**Task to carry out:** Render the data as a JSON list of strings, one string per line, covering the stretch from the start of the data through the line containing "(112, 60), (129, 66)". Skip blank lines and leave the pictures out.

**Input data:**

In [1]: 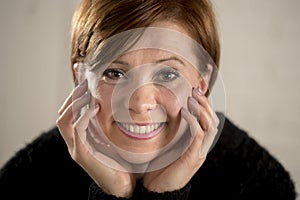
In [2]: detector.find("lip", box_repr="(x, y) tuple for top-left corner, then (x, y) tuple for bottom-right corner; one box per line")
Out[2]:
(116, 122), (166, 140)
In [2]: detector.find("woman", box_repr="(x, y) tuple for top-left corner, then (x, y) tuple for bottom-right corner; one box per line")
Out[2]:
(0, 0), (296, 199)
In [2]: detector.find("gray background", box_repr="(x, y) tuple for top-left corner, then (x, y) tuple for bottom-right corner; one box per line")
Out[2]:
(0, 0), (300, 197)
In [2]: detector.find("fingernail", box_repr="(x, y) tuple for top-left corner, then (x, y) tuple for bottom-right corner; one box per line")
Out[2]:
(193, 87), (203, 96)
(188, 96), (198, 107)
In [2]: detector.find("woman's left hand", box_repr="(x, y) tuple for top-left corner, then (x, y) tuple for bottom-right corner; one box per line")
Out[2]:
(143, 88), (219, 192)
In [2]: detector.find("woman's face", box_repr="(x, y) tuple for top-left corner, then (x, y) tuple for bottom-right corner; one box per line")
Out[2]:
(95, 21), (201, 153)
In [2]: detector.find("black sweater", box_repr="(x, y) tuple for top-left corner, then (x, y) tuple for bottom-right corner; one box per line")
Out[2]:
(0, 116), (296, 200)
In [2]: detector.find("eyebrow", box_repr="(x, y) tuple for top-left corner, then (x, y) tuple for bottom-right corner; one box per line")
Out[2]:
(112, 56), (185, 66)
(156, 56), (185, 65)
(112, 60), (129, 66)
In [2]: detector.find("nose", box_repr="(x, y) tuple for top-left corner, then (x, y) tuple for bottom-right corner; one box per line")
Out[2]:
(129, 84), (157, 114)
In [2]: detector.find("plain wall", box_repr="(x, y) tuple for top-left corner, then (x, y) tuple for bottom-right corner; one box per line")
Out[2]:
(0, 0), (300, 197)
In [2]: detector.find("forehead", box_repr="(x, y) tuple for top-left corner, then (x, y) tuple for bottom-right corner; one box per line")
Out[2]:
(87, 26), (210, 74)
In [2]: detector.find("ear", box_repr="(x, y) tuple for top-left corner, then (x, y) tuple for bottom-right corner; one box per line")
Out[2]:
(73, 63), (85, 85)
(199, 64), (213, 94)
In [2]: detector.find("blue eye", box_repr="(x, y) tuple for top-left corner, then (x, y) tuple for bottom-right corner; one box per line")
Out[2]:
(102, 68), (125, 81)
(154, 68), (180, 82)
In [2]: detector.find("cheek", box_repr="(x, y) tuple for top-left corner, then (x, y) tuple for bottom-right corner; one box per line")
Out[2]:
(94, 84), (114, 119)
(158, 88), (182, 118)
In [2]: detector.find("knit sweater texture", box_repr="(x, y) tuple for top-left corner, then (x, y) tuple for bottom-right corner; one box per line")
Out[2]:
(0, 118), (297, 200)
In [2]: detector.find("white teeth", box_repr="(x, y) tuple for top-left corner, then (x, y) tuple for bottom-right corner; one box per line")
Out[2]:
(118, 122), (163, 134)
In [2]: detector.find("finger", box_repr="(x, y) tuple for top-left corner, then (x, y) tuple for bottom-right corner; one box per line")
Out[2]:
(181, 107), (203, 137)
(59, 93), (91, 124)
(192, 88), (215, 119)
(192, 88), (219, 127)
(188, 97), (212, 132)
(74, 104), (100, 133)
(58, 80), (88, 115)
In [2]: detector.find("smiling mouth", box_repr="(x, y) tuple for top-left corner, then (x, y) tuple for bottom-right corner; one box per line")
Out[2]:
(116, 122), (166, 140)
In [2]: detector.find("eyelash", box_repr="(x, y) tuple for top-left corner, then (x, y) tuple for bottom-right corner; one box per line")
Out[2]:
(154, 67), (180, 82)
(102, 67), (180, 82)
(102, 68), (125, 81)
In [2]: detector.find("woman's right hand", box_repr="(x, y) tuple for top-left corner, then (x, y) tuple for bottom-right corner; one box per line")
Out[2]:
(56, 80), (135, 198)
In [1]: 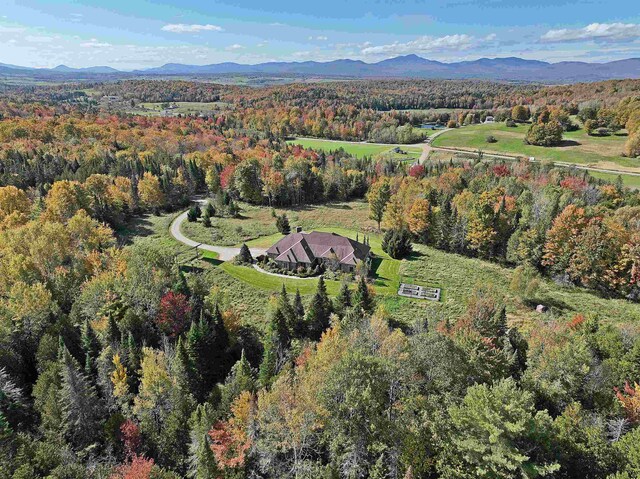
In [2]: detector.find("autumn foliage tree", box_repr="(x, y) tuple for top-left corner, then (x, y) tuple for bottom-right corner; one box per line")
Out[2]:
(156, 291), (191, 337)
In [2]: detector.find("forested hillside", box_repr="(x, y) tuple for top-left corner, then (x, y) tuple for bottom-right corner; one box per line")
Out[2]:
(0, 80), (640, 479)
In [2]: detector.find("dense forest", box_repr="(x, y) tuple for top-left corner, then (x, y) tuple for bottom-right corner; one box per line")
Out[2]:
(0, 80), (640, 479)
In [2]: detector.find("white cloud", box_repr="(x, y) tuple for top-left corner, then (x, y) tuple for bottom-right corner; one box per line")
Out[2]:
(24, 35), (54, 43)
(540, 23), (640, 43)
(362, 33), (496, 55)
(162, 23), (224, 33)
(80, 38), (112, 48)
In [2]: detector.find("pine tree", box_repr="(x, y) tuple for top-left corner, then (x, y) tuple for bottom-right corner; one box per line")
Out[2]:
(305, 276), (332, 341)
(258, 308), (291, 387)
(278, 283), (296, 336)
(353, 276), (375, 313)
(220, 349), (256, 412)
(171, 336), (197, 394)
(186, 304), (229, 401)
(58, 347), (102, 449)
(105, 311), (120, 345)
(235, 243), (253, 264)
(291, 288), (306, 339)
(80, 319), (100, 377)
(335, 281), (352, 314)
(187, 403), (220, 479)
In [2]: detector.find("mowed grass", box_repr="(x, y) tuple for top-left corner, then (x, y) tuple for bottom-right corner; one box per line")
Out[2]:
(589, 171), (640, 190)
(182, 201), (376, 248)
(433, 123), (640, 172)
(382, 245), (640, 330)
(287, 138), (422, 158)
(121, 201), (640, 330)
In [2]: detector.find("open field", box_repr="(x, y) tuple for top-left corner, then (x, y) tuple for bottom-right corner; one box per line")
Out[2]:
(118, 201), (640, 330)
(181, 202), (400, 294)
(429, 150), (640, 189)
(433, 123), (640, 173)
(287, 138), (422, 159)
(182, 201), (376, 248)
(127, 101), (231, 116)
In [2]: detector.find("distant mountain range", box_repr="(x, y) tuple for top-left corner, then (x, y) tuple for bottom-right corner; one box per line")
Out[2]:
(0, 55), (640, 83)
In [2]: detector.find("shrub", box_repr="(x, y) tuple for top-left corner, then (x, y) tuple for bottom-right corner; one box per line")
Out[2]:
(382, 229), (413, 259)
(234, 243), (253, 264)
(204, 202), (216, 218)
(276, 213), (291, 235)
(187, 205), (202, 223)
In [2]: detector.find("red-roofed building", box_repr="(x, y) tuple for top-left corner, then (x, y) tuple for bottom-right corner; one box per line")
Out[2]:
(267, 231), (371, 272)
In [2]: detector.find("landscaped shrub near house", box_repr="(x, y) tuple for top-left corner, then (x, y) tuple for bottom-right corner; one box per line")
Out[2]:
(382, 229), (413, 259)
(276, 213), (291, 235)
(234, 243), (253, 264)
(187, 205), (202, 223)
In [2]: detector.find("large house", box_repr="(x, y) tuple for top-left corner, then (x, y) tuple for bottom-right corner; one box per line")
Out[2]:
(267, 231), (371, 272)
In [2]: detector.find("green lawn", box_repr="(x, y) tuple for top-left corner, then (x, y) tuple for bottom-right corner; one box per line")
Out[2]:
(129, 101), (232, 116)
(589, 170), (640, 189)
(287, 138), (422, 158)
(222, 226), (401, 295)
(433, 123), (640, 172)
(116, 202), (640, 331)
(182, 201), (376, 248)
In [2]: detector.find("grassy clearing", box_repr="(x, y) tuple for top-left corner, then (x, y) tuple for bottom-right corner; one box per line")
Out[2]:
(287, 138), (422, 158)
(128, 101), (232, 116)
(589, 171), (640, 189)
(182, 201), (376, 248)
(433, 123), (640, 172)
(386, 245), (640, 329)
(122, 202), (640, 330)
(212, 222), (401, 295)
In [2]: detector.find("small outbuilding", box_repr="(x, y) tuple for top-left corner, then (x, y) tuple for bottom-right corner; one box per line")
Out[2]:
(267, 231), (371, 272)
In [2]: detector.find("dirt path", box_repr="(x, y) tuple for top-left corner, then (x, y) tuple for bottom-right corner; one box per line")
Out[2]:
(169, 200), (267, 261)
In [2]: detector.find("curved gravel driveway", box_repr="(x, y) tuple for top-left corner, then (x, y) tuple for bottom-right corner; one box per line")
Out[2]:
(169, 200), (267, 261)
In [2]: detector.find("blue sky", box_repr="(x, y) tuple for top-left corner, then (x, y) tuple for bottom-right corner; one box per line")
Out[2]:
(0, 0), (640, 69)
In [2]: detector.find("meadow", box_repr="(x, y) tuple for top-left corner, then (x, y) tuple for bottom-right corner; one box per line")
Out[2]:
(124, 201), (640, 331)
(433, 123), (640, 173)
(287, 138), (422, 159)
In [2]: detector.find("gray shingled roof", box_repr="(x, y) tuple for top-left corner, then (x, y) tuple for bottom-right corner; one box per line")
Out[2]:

**Result below:**
[
  "In [1]: ",
  "In [2]: detector.find(\"lip\", box_repr=\"(x, y) tuple for top-left corner, then (x, y) tuple for bottom-right corner; one box per line\")",
  "Out[2]:",
  "(116, 122), (166, 140)",
  "In [2]: detector.find(\"woman\", box_repr=\"(x, y) tuple for top-left corner, then (x, y) tuple for bottom-right corner; one box per line\")",
  "Out[2]:",
  "(0, 0), (296, 199)",
  "In [2]: detector.find(\"gray background\", box_repr=\"(x, y) tuple for top-left corner, then (x, y) tuple for bottom-right corner; one box per line\")",
  "Out[2]:",
  "(0, 0), (300, 197)",
  "In [2]: detector.find(\"fingernail\", box_repr=\"(x, y) tuple for top-left corner, then (x, y) tuple for bottom-right corner; one box per line\")",
  "Out[2]:",
  "(193, 87), (203, 96)",
  "(188, 96), (198, 107)",
  "In [2]: detector.find(\"woman's left hand\", box_repr=\"(x, y) tuple for top-left corner, then (x, y) tuple for bottom-right corner; one box per line\")",
  "Out[2]:",
  "(143, 88), (219, 192)",
  "In [2]: detector.find(\"woman's face\", box_repr=\"(x, y) tuple for top-left corner, then (x, y) tuple for bottom-right corner; one box per line\")",
  "Out[2]:",
  "(95, 21), (201, 153)",
  "In [2]: detector.find(\"black sweater\", box_repr=\"(x, y) tuple for top-left corner, then (x, y) tuple for bottom-right corner; one box per line\")",
  "Out[2]:",
  "(0, 116), (296, 200)",
  "In [2]: detector.find(\"eyebrow\", box_repr=\"(x, y) tuple for top-left corner, then (x, y) tuple for bottom-right corner; one box per line\")",
  "Out[2]:",
  "(112, 56), (185, 66)",
  "(156, 56), (185, 65)",
  "(112, 60), (129, 66)"
]